# Exercise instructions:
Rewrite the stretch of the listing from the line containing "the sky and record the coordinates." through the end, giving only those lines and keeping the requests unchanged. In the answers, scale every coordinate by 2.35 and round it to a whole number, with halves going up.

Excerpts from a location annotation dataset
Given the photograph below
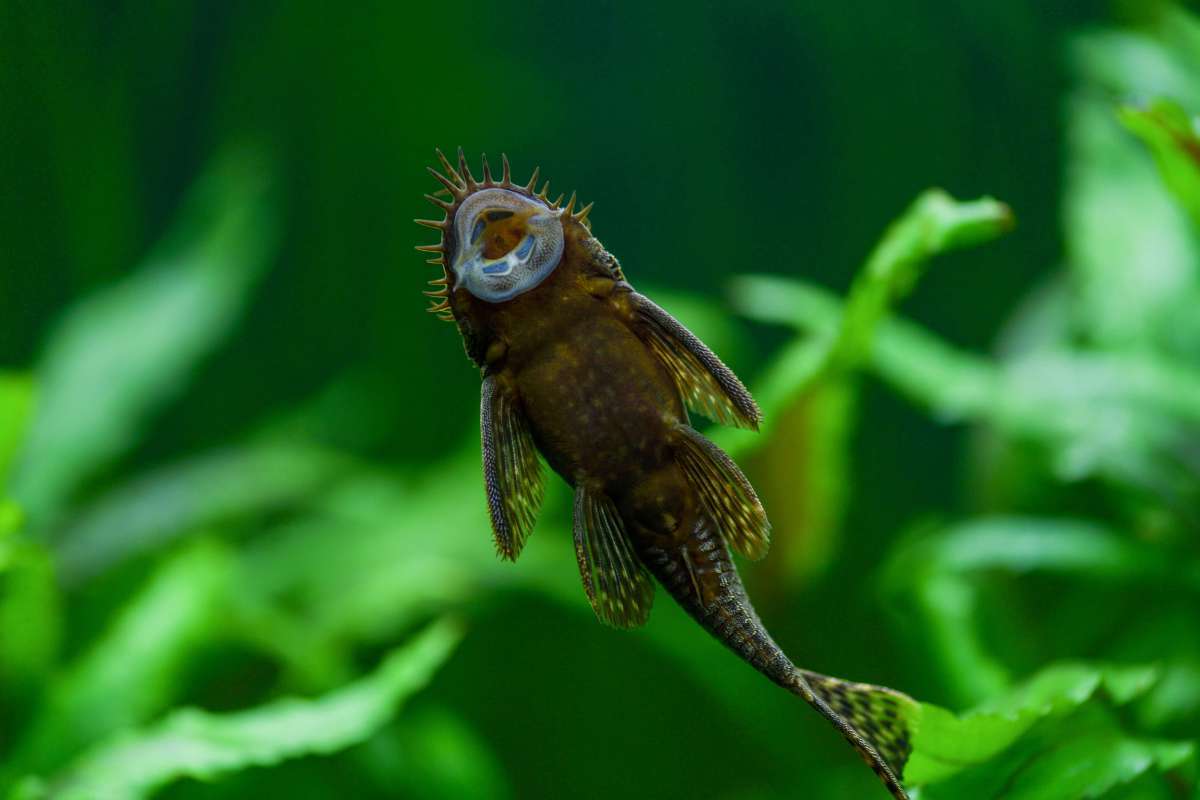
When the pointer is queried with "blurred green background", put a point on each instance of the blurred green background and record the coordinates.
(244, 548)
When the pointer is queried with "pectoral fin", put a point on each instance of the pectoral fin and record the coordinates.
(725, 493)
(618, 587)
(706, 384)
(513, 474)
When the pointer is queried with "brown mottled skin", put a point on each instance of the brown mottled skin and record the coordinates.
(607, 415)
(601, 408)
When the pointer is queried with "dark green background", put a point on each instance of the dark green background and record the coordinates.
(715, 139)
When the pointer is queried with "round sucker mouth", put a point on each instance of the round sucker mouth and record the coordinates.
(459, 184)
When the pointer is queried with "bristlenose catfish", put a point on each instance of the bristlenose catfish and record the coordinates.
(579, 366)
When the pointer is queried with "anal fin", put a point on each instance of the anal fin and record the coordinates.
(725, 493)
(618, 587)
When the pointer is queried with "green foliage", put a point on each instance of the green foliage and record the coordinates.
(240, 487)
(197, 744)
(118, 355)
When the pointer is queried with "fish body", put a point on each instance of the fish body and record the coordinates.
(580, 367)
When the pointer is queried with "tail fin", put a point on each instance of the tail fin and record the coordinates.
(877, 721)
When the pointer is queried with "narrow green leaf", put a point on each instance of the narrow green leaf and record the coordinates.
(1133, 252)
(204, 745)
(132, 671)
(120, 354)
(1171, 137)
(16, 407)
(935, 223)
(947, 744)
(219, 487)
(1116, 415)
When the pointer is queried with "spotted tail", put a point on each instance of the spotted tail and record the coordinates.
(700, 575)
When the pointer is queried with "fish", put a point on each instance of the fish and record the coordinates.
(581, 368)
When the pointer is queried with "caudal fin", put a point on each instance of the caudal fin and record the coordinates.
(877, 721)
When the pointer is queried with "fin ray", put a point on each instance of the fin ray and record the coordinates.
(725, 493)
(618, 587)
(706, 384)
(882, 717)
(513, 475)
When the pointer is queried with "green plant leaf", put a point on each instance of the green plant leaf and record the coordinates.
(1079, 755)
(204, 745)
(843, 335)
(1134, 256)
(1122, 416)
(1171, 136)
(16, 407)
(132, 671)
(935, 223)
(213, 488)
(120, 354)
(947, 744)
(935, 575)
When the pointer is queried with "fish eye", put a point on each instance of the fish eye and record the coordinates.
(499, 230)
(507, 244)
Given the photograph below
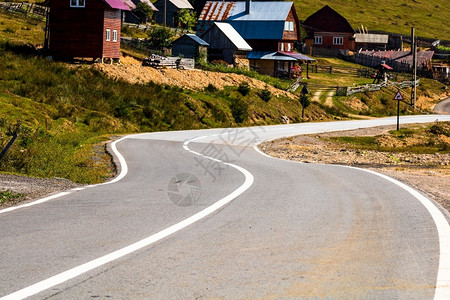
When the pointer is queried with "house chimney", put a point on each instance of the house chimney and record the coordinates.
(248, 4)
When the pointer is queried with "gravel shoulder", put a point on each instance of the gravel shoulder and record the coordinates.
(32, 188)
(427, 173)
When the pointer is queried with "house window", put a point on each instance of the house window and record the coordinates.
(77, 3)
(289, 26)
(338, 40)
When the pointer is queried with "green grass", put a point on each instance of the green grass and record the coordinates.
(19, 29)
(430, 18)
(7, 195)
(421, 139)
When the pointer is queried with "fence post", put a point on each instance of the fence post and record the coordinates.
(9, 145)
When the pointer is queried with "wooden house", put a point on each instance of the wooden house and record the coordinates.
(264, 25)
(189, 46)
(370, 41)
(84, 28)
(226, 44)
(170, 9)
(328, 30)
(130, 16)
(270, 28)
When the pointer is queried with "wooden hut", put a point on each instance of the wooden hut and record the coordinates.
(328, 32)
(226, 44)
(189, 46)
(84, 28)
(170, 9)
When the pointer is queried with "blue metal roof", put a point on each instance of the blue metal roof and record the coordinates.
(267, 30)
(261, 11)
(269, 56)
(197, 39)
(265, 20)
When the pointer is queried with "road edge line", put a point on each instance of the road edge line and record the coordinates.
(442, 289)
(93, 264)
(122, 174)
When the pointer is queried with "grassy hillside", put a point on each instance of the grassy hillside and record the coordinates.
(429, 17)
(64, 112)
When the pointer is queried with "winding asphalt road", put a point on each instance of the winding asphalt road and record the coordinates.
(203, 214)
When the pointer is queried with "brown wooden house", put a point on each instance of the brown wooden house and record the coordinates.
(264, 25)
(328, 30)
(271, 29)
(84, 28)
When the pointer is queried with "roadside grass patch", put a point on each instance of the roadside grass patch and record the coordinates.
(419, 139)
(7, 195)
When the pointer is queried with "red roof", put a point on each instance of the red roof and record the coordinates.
(117, 4)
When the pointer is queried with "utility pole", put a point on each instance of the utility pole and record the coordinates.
(165, 13)
(414, 79)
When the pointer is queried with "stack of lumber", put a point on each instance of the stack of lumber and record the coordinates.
(157, 61)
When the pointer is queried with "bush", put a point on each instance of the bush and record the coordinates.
(239, 110)
(211, 89)
(265, 95)
(244, 88)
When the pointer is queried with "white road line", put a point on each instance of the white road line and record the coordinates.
(442, 291)
(77, 271)
(34, 202)
(123, 173)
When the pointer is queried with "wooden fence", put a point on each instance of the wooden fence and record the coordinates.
(26, 9)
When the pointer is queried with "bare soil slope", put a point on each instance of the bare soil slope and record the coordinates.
(133, 72)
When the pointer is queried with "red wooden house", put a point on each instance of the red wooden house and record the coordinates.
(327, 29)
(84, 28)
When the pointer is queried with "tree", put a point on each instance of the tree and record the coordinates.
(143, 11)
(304, 100)
(160, 37)
(187, 19)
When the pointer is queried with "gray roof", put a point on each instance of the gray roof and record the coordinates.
(233, 36)
(235, 11)
(371, 38)
(197, 39)
(265, 20)
(266, 55)
(182, 4)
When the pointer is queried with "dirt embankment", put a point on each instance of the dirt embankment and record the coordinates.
(132, 71)
(428, 173)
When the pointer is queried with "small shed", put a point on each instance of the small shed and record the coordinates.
(79, 28)
(170, 9)
(189, 46)
(277, 64)
(226, 43)
(369, 41)
(130, 16)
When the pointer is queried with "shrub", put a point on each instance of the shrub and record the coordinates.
(244, 88)
(211, 89)
(265, 95)
(239, 110)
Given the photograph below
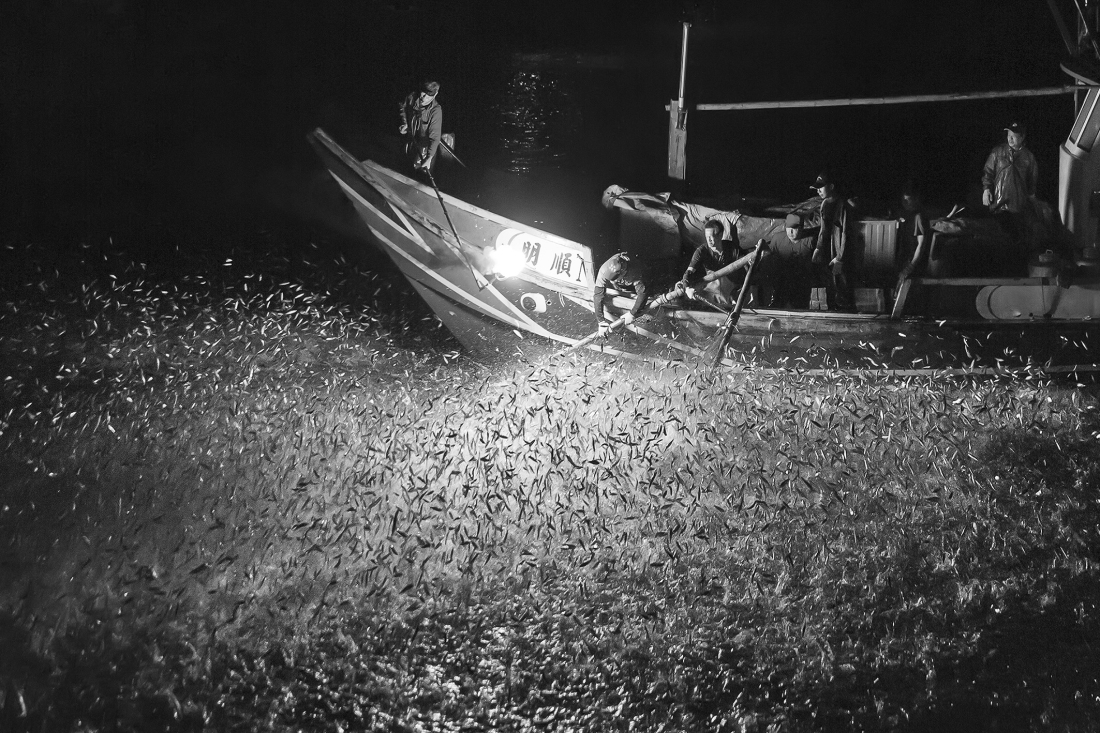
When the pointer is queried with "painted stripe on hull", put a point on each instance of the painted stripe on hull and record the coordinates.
(409, 233)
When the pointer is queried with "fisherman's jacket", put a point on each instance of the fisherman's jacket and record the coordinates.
(1011, 176)
(425, 126)
(619, 272)
(833, 236)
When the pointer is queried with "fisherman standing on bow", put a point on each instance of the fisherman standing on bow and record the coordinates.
(832, 251)
(422, 126)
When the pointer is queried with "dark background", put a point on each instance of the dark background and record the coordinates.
(142, 121)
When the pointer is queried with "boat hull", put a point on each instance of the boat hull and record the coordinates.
(448, 249)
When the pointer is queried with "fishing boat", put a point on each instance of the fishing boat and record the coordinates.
(499, 285)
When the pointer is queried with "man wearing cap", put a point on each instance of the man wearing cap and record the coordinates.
(1011, 173)
(831, 248)
(422, 123)
(620, 272)
(792, 247)
(1009, 182)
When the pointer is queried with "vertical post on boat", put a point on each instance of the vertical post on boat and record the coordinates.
(678, 120)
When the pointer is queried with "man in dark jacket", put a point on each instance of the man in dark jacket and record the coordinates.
(422, 124)
(715, 253)
(792, 248)
(833, 245)
(622, 272)
(1009, 183)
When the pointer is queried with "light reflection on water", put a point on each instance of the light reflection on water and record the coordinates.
(539, 120)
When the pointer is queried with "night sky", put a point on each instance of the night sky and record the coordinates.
(118, 113)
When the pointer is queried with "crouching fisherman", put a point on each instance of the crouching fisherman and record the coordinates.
(726, 271)
(710, 259)
(623, 273)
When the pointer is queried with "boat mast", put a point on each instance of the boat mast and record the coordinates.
(678, 119)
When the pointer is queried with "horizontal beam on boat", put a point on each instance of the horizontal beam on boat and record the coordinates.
(911, 99)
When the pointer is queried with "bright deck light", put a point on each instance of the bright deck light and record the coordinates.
(507, 261)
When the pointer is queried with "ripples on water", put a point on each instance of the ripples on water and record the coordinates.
(539, 119)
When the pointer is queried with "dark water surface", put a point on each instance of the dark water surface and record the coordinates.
(127, 120)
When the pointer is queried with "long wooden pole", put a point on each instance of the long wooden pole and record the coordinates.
(735, 315)
(911, 99)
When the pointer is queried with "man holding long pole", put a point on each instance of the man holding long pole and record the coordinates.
(422, 124)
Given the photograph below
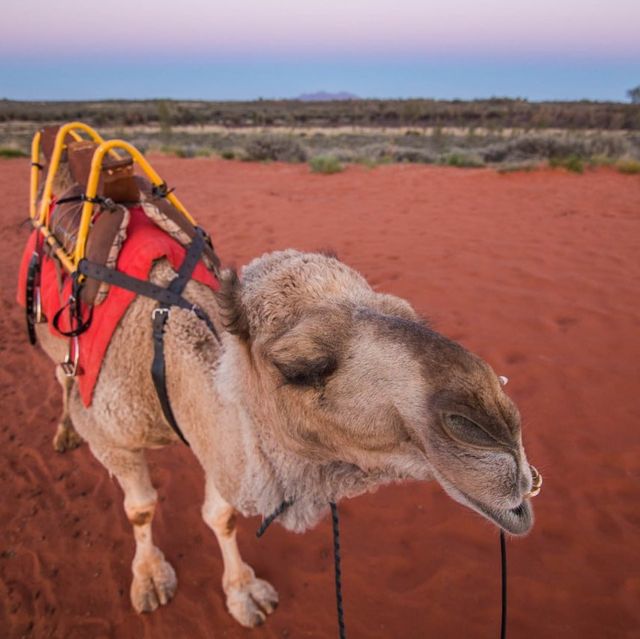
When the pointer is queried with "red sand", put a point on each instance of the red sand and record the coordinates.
(536, 272)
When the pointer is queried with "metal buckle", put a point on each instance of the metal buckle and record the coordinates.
(70, 365)
(160, 310)
(38, 306)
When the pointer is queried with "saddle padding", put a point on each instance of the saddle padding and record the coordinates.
(117, 181)
(107, 234)
(172, 221)
(48, 136)
(145, 244)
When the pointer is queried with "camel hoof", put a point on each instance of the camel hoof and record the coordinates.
(153, 585)
(66, 438)
(250, 603)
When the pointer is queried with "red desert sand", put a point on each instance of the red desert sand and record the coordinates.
(536, 272)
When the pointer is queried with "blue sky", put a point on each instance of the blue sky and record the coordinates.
(551, 49)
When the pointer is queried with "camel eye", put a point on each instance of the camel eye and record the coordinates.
(303, 372)
(466, 431)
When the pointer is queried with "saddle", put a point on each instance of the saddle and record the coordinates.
(81, 217)
(118, 188)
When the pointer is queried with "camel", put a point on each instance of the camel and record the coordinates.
(320, 389)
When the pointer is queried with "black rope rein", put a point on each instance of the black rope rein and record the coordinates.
(503, 571)
(335, 523)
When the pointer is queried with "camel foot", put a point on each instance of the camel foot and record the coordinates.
(250, 603)
(66, 438)
(154, 584)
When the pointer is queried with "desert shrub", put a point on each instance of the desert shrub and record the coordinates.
(555, 146)
(463, 160)
(275, 147)
(180, 151)
(326, 164)
(571, 163)
(628, 166)
(10, 152)
(422, 156)
(517, 167)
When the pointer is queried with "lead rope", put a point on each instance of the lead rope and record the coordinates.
(337, 571)
(335, 523)
(503, 564)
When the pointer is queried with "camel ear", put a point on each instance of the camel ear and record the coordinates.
(306, 355)
(232, 311)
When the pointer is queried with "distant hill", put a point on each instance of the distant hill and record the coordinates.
(324, 96)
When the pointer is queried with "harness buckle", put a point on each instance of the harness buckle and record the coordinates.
(70, 365)
(160, 310)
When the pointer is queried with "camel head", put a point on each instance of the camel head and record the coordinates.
(345, 375)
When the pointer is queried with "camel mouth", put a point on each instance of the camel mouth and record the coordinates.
(517, 521)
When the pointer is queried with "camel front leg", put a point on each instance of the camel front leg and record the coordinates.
(66, 437)
(154, 580)
(249, 599)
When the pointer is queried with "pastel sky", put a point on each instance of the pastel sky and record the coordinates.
(243, 49)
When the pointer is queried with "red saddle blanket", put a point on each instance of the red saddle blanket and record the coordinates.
(145, 243)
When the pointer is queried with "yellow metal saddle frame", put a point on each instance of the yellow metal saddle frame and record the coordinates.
(40, 217)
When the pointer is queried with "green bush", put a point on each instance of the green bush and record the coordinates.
(275, 147)
(570, 163)
(10, 152)
(462, 160)
(326, 164)
(628, 166)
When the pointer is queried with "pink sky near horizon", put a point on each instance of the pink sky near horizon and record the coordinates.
(575, 28)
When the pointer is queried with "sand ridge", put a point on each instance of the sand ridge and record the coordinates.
(537, 272)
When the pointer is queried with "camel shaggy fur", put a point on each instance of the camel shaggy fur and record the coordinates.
(320, 389)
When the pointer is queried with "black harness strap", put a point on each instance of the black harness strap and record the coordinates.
(32, 274)
(77, 324)
(160, 316)
(167, 297)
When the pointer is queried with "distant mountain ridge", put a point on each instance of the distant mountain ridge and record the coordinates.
(325, 96)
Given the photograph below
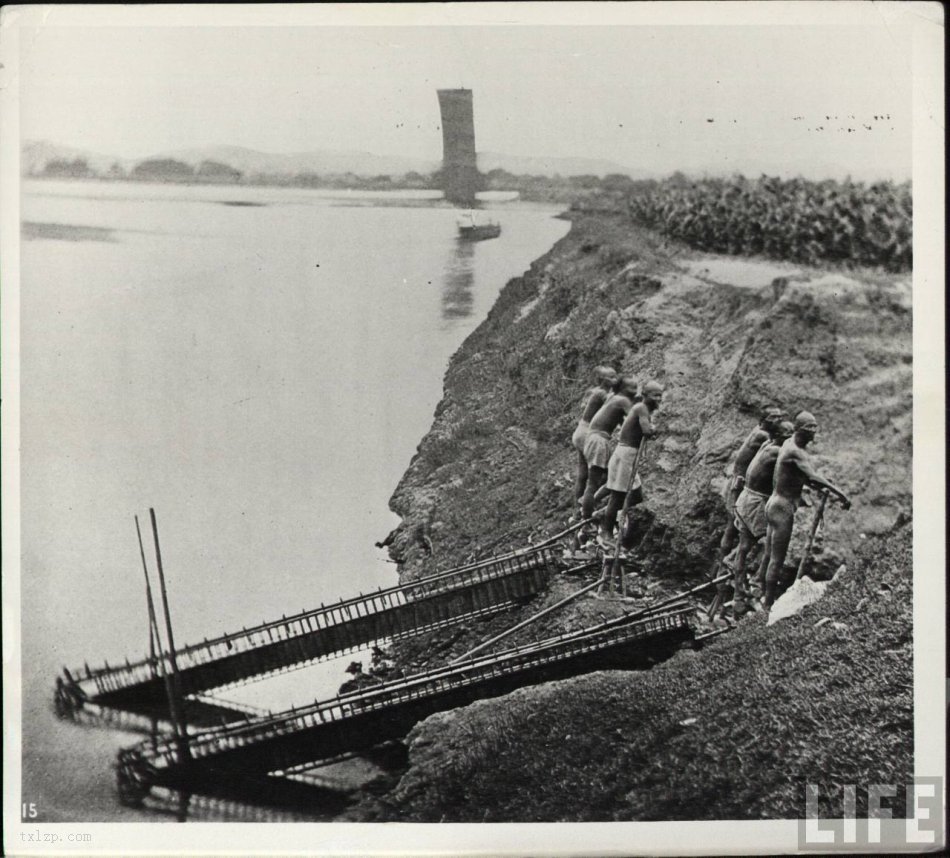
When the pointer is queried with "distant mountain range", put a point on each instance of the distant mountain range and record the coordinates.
(37, 153)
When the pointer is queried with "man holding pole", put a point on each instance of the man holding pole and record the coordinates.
(793, 471)
(623, 481)
(772, 415)
(750, 509)
(605, 378)
(610, 415)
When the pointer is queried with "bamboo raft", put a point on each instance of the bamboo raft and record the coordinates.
(477, 590)
(275, 746)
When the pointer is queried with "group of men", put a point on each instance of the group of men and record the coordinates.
(613, 401)
(770, 471)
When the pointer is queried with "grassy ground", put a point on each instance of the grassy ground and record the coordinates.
(732, 732)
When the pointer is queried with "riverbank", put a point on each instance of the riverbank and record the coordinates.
(725, 336)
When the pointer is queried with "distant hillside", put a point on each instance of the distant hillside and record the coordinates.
(36, 154)
(321, 162)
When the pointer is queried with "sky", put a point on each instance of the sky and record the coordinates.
(652, 98)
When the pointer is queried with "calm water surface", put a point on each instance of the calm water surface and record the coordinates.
(261, 376)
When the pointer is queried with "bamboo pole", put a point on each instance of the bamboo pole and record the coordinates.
(528, 621)
(177, 712)
(155, 635)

# Right answer:
When the pointer is queried with "sky", put a point on each instance of the sky and record the coordinates.
(1532, 230)
When the pointer is queried with "calm water surface", put a point on each instance of the calm water surface and record the coordinates.
(613, 884)
When the pointer is queried with "bamboo pole", put a point on each instance of the bamboo pole and record the coordinates.
(1241, 1459)
(416, 1673)
(364, 1492)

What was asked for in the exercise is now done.